--- begin ---

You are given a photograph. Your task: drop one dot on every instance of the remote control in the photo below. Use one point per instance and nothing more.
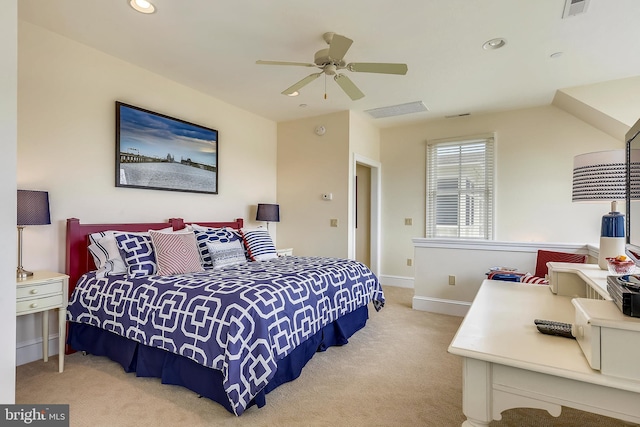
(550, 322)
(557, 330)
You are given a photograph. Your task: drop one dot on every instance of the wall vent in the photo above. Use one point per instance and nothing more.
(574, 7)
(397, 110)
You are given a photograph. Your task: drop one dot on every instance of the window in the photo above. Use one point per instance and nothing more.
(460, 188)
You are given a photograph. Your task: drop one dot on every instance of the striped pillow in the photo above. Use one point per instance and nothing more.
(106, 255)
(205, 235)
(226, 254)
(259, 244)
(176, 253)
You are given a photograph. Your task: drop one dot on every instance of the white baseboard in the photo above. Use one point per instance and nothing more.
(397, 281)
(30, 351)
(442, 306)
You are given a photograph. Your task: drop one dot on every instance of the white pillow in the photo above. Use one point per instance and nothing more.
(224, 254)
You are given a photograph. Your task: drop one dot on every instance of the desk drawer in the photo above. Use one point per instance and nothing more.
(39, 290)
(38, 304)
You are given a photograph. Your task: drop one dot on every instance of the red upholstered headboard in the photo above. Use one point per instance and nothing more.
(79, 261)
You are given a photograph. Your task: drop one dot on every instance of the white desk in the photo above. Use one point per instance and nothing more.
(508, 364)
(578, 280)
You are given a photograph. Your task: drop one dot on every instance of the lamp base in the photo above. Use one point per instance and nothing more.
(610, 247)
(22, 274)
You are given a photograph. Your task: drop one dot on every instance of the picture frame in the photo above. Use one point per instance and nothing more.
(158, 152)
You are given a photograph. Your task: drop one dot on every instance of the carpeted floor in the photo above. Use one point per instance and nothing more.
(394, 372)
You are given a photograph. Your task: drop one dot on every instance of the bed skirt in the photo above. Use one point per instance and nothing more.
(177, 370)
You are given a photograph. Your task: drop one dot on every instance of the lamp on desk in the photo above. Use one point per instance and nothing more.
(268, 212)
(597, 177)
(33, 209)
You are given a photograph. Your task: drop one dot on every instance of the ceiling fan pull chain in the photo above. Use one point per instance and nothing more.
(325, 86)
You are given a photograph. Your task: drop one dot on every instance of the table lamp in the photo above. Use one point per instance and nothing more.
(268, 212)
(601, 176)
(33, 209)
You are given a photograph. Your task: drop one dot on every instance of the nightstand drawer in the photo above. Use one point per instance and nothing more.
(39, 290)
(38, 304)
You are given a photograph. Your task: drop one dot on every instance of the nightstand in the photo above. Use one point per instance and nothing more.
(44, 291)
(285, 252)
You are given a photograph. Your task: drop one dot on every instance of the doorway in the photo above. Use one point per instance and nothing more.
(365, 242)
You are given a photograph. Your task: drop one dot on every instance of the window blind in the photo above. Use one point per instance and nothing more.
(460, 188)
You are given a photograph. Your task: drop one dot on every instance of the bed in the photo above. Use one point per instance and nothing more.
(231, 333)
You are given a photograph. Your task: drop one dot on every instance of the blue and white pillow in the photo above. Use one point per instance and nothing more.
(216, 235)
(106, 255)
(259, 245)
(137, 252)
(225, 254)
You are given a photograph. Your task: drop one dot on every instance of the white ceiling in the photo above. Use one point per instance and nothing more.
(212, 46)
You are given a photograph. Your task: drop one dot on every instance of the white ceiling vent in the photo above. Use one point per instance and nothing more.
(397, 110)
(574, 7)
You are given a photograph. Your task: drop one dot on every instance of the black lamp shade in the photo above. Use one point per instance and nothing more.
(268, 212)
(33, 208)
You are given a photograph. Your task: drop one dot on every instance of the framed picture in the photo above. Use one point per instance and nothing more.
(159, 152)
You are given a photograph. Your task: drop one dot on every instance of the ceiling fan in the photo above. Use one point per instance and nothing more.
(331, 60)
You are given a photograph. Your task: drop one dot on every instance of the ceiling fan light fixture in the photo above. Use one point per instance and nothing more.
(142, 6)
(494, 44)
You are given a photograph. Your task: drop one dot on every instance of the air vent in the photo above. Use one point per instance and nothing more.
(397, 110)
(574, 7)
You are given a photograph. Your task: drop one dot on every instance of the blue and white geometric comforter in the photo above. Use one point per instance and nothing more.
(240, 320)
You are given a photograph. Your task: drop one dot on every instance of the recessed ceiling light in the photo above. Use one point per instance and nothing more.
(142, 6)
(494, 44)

--- end ---
--- begin ---

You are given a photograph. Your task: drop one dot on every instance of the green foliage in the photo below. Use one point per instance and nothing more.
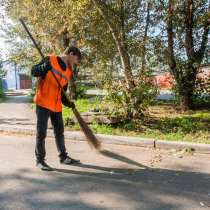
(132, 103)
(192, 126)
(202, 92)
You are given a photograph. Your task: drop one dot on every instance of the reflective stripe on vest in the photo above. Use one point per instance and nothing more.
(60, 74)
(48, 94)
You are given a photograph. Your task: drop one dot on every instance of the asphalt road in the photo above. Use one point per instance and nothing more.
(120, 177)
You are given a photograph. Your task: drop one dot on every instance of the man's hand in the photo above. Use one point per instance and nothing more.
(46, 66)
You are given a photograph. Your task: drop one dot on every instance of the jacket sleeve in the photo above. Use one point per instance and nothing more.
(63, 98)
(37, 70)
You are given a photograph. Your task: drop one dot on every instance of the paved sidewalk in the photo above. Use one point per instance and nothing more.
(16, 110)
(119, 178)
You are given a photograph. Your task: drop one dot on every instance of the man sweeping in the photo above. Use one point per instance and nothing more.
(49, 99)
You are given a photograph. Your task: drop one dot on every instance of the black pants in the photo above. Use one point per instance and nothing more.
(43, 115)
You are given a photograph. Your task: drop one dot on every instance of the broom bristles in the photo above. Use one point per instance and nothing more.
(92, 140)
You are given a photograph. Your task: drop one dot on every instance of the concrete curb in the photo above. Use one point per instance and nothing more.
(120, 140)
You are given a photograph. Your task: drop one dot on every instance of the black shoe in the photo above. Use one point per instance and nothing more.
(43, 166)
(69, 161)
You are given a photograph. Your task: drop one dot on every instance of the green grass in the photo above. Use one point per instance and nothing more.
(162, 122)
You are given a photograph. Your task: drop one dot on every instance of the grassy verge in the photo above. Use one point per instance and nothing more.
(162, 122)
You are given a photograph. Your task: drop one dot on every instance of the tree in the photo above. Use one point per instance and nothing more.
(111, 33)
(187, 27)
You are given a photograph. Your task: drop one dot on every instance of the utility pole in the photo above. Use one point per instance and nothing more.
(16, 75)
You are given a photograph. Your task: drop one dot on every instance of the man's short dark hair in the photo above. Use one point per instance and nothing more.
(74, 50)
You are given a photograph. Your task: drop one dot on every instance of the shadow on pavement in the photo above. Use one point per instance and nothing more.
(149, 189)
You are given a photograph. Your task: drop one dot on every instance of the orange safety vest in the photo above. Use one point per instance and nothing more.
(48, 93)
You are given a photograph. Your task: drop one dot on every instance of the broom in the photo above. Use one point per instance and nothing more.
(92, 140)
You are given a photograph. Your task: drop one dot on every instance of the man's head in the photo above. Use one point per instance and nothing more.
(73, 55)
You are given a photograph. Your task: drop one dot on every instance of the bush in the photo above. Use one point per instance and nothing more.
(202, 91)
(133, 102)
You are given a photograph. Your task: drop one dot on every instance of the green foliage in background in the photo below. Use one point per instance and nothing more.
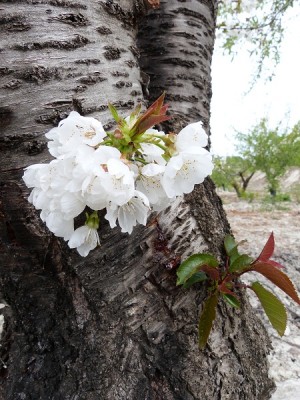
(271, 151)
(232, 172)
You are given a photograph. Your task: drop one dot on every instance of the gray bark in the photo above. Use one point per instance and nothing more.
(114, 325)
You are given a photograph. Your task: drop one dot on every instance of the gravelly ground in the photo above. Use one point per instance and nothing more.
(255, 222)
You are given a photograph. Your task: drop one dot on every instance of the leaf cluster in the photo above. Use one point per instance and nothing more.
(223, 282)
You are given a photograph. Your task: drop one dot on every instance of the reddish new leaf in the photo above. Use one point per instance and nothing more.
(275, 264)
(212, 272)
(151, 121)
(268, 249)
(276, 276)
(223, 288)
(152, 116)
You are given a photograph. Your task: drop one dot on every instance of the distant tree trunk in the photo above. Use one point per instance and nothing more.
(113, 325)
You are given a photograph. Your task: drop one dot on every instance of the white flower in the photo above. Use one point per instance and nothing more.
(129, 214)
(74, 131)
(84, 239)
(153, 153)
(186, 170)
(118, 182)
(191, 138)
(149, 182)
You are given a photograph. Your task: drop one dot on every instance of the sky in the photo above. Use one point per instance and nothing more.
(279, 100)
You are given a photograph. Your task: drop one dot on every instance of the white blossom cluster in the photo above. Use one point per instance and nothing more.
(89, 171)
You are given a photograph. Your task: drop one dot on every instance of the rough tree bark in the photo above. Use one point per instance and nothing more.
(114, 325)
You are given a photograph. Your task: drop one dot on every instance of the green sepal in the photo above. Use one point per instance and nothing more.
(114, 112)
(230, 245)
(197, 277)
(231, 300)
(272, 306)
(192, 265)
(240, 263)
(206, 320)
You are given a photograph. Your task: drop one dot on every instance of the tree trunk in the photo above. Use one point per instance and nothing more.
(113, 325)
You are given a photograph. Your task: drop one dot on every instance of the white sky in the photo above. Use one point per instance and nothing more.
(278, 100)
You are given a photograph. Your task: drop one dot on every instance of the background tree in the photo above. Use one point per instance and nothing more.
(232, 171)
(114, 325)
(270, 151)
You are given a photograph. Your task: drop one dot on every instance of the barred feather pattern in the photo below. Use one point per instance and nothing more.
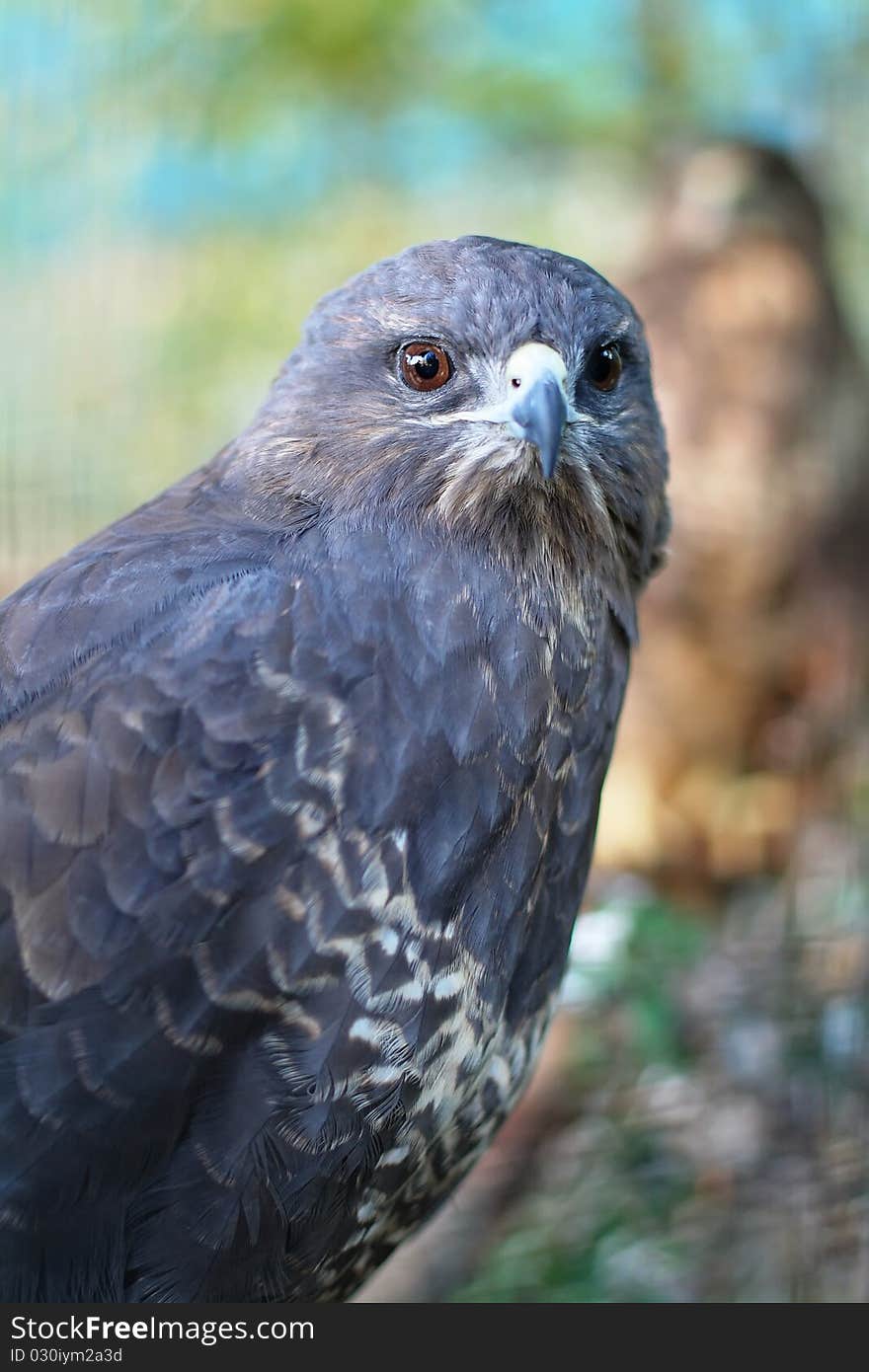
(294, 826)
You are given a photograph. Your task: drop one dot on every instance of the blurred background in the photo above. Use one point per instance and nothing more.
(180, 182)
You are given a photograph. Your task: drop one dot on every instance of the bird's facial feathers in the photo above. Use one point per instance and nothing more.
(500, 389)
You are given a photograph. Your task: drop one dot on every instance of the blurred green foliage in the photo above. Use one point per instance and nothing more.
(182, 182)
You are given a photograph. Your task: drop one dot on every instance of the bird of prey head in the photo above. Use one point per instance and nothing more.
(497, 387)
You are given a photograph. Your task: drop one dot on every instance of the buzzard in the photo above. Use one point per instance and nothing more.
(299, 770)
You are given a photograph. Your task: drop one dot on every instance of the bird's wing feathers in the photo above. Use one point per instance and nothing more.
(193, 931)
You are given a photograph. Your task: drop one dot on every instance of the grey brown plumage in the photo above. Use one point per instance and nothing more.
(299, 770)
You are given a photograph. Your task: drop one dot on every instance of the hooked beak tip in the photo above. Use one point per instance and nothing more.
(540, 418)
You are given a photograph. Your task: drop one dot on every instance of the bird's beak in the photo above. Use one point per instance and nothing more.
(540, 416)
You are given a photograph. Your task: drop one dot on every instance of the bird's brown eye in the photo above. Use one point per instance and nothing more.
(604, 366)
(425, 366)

--- end ---

DIRECTIVE. Report every line in the data above that contains the word "bark", reproducing each one in full.

SOLUTION.
You are given a photograph. Your task: drop one dot on every instance of the gray bark in the photo above. Use one point per instance and nothing more.
You are given a photograph. Your task: drop one dot on every instance of the rough tree bark in the photo above. Use one point per instance and nothing more.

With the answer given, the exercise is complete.